WRITTEN INSTRUCTION
Could you format the part of the listing starting at the line containing "of the flooded" and ending at the line containing "[[123, 58]]" as a two-column CSV with the columns text and answer? Put one row per text-and-answer pair, with each field in quotes and every line break changed to a space.

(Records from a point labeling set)
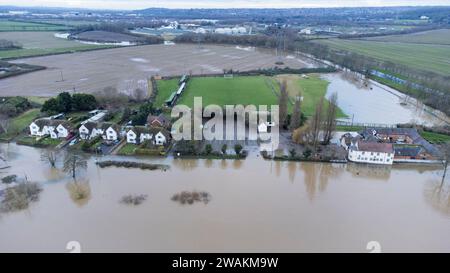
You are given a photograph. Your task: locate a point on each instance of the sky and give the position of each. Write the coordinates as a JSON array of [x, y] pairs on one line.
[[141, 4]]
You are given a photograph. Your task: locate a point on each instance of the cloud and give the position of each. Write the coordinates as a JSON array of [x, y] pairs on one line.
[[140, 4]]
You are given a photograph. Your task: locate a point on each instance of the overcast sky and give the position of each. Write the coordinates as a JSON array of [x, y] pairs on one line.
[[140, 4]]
--
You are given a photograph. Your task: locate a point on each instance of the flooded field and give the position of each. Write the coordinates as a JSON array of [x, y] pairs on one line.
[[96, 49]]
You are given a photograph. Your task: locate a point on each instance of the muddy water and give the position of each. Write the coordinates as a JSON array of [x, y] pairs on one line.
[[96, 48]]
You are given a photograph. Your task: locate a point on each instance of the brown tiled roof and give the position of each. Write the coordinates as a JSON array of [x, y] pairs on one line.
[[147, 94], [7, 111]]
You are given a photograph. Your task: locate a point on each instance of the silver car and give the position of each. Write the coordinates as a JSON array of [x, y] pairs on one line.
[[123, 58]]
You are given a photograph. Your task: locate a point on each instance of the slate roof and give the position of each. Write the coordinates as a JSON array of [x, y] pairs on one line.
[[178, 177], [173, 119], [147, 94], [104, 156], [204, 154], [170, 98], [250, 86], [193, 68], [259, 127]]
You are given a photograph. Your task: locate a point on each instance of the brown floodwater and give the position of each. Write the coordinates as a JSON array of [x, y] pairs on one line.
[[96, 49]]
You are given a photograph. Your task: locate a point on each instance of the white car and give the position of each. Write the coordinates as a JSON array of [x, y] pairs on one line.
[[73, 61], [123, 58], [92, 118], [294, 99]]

ANSWER TO THE PROBLEM
text,answer
"You are given a photograph. Your task: locate a point on each instance of the flooded field and give the position of each. Write the coordinates as a JSON array of [x, y] pairs on one line.","[[96, 49]]"
"You are given a photograph. Your task: locate a point on each instance of the muddy water and give the position of each. Write the coordinates as a JSON array of [x, y] pairs on one line.","[[96, 48]]"
"You are given a photograph. Your task: locate a point on each instance of the brown tiled roof and give the position of each. Write the coordinates as a JSON array of [x, y] pairs on one line.","[[147, 94], [7, 111]]"
"You are given a photograph. Your task: locate a point on each instance of the silver car and give the position of each. Write the coordinates as a JSON array of [x, y] pairs on one line.","[[123, 58]]"